提示文章
....................
(巻三十二)本棚に決まる本の座福寿草(津川絵理子)
2月28日月曜日
細君は気晴らしに金庫の点検に出かけた。私は机で昨日借りた角川俳句2月号を捲り、
俳人筋からは
秋霖や覚めぬ眠りという眠り(宇多喜代子)
行つたかも知れぬバス待つ春夕べ(茶谷静子)
水温むわが町知らぬことばかり(大元祐子)
花開くよきことのみを日日の糧(加藤耕子)
投稿句からは
そのうちに捨つる木の実を拾ひけり(中島正則)
身に入むや身をはなれゆく身のこなし(廣中ひろと)
野良猫を好な名で呼ぶ十三夜(矢野はるみ)
あのひとの最後のわたし冬支度(杉田久子)
入院のひとり旅めく秋の朝(佐々木慈子)
を書き留めた。
いずれの句も意味深長と読んでいる。
例えば、
入院のひとり旅めく秋の朝(佐々木慈子)
わたしなどもバックパックに下着や洗面用具、文庫本に句帳、ICレコーダーなどを詰め込み病院へ向かう。ひとり旅の旅支度だ。だが、これが死病での入院なら独り旅への出発だ。
....................
提示データ
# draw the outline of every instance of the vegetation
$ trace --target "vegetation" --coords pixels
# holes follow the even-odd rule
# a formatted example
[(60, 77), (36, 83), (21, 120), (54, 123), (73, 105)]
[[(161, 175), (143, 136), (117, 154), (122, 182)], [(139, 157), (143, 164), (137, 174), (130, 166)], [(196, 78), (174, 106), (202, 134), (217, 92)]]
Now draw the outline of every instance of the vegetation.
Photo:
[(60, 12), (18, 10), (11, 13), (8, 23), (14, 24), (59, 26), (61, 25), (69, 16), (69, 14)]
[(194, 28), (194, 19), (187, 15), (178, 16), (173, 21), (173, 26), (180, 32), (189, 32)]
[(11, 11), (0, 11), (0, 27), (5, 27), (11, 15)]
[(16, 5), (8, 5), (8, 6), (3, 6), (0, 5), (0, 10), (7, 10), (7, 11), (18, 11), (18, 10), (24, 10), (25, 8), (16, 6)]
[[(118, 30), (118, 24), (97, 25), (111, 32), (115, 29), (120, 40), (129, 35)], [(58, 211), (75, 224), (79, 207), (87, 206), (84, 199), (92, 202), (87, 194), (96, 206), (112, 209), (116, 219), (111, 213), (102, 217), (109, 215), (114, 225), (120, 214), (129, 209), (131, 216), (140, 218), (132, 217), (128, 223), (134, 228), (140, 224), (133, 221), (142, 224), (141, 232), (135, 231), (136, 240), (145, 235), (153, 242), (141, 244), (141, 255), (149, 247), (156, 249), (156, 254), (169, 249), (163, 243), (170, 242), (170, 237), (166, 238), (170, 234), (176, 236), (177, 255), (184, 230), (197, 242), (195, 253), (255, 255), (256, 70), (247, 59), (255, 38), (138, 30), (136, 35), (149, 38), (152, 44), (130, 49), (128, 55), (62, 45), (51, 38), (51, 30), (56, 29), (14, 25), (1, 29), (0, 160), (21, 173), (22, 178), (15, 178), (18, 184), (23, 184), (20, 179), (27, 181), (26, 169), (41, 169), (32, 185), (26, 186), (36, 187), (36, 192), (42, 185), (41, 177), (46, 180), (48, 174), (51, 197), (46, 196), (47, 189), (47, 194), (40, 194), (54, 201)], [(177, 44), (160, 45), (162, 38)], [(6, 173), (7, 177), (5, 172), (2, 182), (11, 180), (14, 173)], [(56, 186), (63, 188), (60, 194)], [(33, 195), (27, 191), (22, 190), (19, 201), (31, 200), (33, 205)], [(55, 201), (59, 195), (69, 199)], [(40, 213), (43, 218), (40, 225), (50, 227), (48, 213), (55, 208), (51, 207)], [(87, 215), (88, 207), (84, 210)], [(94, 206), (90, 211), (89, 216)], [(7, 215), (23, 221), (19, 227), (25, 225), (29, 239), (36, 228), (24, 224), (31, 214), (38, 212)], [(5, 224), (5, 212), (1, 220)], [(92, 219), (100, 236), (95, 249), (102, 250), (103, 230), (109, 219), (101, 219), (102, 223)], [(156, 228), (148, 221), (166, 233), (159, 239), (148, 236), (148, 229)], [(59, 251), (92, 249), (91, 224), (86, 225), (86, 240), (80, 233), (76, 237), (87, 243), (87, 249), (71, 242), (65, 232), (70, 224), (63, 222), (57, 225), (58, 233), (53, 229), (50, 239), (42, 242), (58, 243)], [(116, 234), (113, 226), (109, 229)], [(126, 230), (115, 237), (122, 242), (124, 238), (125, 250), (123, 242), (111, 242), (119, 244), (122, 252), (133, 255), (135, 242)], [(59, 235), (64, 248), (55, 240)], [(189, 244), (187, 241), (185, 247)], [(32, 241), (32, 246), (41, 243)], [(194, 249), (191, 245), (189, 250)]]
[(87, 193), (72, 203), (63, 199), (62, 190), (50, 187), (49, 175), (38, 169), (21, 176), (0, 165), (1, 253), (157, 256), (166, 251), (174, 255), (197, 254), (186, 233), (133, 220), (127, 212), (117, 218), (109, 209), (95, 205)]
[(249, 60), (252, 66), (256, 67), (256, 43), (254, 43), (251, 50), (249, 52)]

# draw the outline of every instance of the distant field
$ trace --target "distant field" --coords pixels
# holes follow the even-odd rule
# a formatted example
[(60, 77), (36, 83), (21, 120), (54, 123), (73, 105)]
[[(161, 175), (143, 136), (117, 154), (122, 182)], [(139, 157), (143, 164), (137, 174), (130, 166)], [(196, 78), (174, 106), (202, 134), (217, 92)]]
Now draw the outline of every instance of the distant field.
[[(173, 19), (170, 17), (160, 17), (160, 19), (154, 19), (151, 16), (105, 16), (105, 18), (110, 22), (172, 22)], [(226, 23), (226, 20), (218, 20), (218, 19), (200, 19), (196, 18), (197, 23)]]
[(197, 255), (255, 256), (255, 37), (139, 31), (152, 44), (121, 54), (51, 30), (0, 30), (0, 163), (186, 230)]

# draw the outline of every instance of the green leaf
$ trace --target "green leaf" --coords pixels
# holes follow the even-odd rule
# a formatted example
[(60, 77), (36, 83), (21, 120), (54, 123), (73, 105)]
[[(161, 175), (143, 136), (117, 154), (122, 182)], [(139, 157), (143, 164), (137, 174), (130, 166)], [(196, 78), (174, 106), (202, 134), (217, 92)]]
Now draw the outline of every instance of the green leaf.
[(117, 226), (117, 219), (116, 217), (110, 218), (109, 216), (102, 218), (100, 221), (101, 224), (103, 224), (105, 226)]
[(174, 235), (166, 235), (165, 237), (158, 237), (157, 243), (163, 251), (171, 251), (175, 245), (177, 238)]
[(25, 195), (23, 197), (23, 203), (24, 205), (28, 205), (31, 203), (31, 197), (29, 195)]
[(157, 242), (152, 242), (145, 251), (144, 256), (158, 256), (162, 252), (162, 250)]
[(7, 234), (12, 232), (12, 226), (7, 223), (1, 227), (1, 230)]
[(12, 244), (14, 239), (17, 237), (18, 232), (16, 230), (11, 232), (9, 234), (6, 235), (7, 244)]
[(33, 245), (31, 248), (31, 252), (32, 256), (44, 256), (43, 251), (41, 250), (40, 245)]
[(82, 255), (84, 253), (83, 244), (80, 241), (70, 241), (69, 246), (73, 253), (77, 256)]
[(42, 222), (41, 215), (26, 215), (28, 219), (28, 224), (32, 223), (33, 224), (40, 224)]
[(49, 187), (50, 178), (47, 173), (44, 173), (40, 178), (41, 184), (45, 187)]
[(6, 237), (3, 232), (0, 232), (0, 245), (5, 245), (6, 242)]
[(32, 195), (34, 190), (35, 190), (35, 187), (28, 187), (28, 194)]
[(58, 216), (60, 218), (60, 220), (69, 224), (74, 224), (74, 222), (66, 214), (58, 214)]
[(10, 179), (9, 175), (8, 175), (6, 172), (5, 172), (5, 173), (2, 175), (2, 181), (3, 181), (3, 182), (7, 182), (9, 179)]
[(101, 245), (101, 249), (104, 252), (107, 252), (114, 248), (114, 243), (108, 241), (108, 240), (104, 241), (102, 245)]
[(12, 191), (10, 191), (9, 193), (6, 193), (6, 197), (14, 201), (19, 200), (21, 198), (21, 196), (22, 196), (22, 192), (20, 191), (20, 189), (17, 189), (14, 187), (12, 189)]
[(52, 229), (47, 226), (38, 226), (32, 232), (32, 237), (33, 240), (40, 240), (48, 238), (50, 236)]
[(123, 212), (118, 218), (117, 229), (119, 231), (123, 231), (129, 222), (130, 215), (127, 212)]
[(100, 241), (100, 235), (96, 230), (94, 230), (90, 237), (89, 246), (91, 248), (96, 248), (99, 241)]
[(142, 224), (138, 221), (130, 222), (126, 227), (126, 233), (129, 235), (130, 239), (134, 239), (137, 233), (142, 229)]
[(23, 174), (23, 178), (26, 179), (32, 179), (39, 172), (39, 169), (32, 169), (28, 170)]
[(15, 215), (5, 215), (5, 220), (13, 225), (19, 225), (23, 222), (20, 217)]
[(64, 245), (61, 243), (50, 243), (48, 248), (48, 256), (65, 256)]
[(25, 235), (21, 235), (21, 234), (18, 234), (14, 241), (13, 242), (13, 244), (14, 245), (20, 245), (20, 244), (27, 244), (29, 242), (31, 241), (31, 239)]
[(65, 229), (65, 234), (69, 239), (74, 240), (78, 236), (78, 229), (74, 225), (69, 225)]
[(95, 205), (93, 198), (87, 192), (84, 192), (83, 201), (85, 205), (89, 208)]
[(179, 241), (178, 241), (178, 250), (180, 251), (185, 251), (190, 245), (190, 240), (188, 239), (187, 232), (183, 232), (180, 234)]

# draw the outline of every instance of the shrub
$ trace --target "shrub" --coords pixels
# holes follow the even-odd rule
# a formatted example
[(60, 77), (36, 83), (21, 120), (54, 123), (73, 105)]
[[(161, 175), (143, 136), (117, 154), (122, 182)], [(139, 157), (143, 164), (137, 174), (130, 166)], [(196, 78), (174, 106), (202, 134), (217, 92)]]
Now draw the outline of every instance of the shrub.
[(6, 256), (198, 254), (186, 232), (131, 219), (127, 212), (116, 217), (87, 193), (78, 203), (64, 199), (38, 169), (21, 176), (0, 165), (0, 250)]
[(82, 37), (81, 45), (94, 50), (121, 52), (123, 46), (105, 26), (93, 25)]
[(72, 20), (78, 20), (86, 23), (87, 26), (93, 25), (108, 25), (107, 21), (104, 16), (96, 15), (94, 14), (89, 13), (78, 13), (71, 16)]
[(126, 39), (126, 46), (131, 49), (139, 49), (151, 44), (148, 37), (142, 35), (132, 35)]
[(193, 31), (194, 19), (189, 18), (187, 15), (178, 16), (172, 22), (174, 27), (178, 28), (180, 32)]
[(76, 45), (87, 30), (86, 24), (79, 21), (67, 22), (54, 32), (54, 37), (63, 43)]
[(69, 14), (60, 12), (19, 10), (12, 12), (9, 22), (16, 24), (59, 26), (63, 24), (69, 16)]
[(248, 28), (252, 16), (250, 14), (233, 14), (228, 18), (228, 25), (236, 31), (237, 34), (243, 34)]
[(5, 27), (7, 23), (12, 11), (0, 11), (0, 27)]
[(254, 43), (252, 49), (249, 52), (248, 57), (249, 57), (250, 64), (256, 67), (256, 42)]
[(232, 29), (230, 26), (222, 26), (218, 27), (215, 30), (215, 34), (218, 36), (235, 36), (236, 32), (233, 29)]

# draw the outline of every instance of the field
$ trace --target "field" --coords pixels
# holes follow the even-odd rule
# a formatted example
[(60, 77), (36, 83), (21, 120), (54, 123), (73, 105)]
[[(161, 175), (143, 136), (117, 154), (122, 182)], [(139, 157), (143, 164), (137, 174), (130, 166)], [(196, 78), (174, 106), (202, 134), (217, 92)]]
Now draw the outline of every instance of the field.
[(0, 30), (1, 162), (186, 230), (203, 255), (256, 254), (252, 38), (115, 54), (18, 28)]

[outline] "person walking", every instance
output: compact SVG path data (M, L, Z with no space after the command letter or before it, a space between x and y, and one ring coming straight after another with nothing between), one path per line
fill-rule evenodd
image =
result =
....................
俳句を書き留めた日記の続きを、最後の一文の後から書いてくれますか。

午後の散歩は亀中から曳舟川を歩いた。曳舟川のどん詰まりで“ときわ”の大将とばったり会った。公園のベンチへ座りしばらく歓談。店を閉めたいきさつや今の様子、健康の事など30分ほど話した。散歩が仕事でプラネタリウムのところまでの往復だそうだ。散歩のあとは孫の保育園からのお迎えだそうだ。
願い事-生死直結でお仕舞いにしてください。コワクナイ、コワクナイ。
眠るが如く逝ければなんとありがたいことだろう。治療とか延命で無理をする歳ではない。
Life is a small gap between birth and death, and everything will fall into place.